Testo
================================
Approvata dal Riksdag l'adesione del paese all'alleanza atlantica. Sempre più acute le ragioni che hanno spinto Stoccolma a rinunciare a una lunga neutralità, ma per capire cosa avverrà della propria sicurezza la Svezia dovrà attendere le elezioni in Turchia.

di Barlaam

Cold Response. Risposta a freddo, questo il nome dell’esercitazioni NATO che si è svolta un anno fa, dal 14 marzo al 1° aprile 2022, nel nord della Norvegia. Tre settimane prima Vladimir Putin aveva invaso l’Ucraina. Quando la manovra NATO è stata messa in cantiere nessuno poteva immaginare le condizioni in cui si sarebbe svolta. Altrettanto si poteva dire del suo programma: 30mila militari di 27 paesi, Svezia e Finlandia comprese, mobiliati per reagire a un attacco a un paese scandinavo. Un ordine giorno fantapolitico. Allora. Oggi molto meno.

Pacifismo naif, difesa svedese a pezzi.
================================
Esercizi
[1] Rispondi a queste domande sull'articolo sulla Svezia e la NATO.
(a) Chi ha approvato l'adesione della Svezia all'alleanza atlantica?
(b) In quali giorni si è svolta l'esercitazione Cold Response?
(c) Quanti militari e di quanti paesi erano previsti per quell'esercitazione?
[2] Riprendi l'articolo sulla Svezia e la NATO dal punto in cui si ferma.
================================
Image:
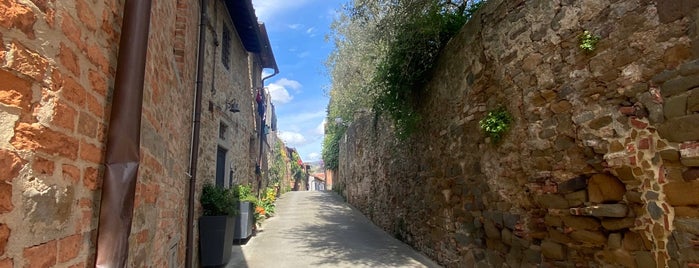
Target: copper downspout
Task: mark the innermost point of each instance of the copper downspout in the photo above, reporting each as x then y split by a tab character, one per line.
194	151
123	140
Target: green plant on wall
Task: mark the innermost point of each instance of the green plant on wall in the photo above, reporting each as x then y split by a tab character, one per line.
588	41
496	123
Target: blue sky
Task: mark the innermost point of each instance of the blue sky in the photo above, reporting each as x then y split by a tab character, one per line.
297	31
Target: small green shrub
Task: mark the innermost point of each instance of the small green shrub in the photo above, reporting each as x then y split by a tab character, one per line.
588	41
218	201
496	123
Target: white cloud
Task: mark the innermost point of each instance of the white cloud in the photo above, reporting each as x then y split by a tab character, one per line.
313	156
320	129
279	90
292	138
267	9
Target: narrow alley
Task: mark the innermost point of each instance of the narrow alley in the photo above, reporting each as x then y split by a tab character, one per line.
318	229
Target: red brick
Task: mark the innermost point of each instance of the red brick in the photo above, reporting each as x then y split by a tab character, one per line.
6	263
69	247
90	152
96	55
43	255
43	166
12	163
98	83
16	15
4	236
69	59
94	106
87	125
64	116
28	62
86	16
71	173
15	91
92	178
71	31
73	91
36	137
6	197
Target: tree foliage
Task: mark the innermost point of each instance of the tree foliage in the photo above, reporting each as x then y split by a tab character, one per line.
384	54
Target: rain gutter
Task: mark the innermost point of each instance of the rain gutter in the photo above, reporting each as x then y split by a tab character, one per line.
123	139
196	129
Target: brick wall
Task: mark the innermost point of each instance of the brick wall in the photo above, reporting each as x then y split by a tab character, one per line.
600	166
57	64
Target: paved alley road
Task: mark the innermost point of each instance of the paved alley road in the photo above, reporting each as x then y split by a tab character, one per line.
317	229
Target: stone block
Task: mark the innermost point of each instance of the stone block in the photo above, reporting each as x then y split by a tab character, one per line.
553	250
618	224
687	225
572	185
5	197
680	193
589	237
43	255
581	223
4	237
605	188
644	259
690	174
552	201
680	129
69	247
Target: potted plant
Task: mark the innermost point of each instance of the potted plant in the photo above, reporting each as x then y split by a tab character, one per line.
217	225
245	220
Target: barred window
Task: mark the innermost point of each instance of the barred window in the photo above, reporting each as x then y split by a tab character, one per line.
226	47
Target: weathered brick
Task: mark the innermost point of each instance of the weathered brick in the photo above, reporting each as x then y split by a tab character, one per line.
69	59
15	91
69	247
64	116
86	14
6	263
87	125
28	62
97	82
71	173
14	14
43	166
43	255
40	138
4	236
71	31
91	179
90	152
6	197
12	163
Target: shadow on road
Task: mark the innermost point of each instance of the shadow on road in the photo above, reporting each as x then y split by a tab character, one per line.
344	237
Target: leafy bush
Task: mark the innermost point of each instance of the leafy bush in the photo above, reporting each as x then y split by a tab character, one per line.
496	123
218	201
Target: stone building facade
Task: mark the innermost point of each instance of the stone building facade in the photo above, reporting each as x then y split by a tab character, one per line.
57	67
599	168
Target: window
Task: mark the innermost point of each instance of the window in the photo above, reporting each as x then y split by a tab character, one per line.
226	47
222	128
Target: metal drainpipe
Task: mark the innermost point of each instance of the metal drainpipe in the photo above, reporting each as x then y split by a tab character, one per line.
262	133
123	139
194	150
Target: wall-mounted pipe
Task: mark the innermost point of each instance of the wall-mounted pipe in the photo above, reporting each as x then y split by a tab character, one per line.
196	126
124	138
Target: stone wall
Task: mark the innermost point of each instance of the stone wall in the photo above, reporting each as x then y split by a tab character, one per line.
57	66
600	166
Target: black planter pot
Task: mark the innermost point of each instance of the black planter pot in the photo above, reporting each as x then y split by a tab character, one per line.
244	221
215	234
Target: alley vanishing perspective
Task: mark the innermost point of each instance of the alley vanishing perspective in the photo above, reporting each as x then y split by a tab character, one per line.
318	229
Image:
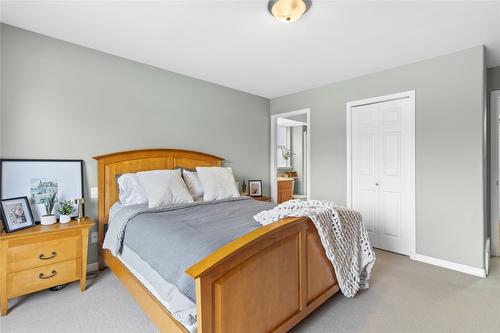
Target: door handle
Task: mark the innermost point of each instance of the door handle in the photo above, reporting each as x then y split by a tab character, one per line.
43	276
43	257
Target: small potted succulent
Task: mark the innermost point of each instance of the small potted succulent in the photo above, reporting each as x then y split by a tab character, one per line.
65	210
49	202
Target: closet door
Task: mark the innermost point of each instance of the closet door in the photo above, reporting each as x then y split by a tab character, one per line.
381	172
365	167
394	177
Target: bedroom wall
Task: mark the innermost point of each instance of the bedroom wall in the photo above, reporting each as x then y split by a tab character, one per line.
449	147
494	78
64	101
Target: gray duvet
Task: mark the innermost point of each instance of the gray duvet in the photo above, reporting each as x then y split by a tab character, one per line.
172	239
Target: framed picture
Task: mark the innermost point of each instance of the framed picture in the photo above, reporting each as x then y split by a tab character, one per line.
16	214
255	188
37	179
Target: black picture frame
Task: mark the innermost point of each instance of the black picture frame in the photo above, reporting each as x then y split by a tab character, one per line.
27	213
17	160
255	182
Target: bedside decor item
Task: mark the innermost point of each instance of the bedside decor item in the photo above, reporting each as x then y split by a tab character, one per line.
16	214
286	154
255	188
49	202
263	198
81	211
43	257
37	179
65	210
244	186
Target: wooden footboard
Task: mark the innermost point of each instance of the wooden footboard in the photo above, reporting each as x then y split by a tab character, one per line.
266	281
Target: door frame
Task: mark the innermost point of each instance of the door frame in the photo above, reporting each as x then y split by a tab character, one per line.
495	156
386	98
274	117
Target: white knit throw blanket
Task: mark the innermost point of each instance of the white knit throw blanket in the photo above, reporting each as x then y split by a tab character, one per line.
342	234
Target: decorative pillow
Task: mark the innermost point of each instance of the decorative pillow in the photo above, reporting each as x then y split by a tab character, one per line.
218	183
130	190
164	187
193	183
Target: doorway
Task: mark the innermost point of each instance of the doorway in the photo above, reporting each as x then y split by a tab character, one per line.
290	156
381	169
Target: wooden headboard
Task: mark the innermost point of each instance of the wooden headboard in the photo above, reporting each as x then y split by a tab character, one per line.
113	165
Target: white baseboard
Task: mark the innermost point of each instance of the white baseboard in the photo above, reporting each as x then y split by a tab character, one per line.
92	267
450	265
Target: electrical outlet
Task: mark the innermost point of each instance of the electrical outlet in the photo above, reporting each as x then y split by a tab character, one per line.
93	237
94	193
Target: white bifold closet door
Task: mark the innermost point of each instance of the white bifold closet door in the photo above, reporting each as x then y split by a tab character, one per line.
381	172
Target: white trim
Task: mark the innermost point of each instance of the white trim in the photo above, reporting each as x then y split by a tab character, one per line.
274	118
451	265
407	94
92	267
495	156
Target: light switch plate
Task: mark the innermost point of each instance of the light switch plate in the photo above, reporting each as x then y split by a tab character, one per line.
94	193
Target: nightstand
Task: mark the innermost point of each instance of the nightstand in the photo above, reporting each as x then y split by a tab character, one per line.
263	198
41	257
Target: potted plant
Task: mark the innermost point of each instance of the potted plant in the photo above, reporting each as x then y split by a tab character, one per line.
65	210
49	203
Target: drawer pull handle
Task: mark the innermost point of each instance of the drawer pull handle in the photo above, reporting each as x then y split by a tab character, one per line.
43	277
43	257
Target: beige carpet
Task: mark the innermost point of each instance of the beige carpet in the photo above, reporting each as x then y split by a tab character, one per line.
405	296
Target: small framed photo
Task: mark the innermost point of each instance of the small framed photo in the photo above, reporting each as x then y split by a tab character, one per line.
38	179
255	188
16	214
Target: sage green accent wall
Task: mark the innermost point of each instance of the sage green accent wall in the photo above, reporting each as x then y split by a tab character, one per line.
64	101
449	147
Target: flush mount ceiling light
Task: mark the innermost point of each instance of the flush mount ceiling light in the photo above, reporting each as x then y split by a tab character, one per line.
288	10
================================
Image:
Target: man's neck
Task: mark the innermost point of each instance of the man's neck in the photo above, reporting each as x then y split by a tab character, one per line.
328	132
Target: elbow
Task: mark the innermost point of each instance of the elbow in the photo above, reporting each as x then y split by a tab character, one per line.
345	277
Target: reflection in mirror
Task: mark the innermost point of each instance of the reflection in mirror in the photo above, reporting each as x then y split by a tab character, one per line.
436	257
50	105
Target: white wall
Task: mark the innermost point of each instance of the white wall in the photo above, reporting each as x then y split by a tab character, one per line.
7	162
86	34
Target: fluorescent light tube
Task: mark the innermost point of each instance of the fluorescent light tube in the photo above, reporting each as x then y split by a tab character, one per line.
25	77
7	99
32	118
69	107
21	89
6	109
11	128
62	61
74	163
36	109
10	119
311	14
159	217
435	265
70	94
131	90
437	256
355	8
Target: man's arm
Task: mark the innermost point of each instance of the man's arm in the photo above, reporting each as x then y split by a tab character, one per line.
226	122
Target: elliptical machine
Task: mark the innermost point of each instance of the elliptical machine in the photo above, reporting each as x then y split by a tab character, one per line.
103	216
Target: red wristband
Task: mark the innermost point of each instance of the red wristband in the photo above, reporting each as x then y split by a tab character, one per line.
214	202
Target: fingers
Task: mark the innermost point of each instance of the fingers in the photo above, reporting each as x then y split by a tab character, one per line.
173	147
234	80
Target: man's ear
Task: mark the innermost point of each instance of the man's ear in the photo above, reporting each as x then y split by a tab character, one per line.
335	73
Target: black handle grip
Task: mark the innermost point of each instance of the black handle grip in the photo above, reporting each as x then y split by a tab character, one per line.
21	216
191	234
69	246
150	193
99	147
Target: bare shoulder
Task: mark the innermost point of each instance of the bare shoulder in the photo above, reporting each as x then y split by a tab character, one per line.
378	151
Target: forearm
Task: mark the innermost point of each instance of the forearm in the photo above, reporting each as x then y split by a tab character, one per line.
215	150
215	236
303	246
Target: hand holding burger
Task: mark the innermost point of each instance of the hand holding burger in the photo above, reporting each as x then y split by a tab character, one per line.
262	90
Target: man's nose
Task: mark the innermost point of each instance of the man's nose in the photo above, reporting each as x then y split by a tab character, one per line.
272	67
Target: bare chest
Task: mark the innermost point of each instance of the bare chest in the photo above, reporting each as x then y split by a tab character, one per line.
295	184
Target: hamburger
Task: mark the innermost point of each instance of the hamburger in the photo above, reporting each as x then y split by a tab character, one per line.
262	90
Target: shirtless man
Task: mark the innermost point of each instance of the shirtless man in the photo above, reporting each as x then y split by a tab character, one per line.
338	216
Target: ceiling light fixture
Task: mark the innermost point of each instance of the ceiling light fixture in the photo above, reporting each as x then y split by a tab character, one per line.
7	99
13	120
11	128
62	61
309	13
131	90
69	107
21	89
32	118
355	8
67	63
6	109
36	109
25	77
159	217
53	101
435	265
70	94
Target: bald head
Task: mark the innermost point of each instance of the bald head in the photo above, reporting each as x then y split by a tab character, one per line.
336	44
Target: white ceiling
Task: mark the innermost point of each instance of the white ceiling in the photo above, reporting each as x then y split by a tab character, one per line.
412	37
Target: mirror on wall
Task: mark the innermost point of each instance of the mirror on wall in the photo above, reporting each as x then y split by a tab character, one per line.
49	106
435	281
================================
Risposte
[1]
(a) Il Riksdag.
(b) Dal 14 marzo al 1° aprile 2022.
(c) 30mila militari di 27 paesi.

[2]
Da tempo i due paesi nordici coordinano la propria agenda militare con la NATO. L’adesione però non era all’ordine del giorno. È stata l’aggressione russa dell’Ucraina a spingere alla svolta Stoccolma e Helsinki e convincerle della necessità di entrare contemporaneamente nella NATO. Altrettanto queste conclusioni derivavano dalle analisi fatte sullo stato delle rispettive difese. Anche se qui ci sono delle differenze. L’ex granducato zarista non ha mai abbassato la guardia della preparazione militare, ha mantenuto sempre alto il bilancio della difesa continuando ad addestrare un gran numero di riservisti. Insomma Helsinki non ha mai dimenticato il pericolo russo. Al contrario la Svezia, muovendosi sulla strada del pacifismo naif, aveva posto fine alla leva obbligatoria e ridotto pesantemente le forze di difesa. Fino a quando, inizi del 2010, il comandante delle FFAA di Stoccolma avvertiva che in caso di attacco il paese poteva reggere al massimo una settimana. Inoltre la simulazione di un bombardamento russo su Stoccolma rivelava l’incapacità di reazione dell’aviazione. Da allora la Svezia ha aumentato le spese militari e ripristinato la coscrizione.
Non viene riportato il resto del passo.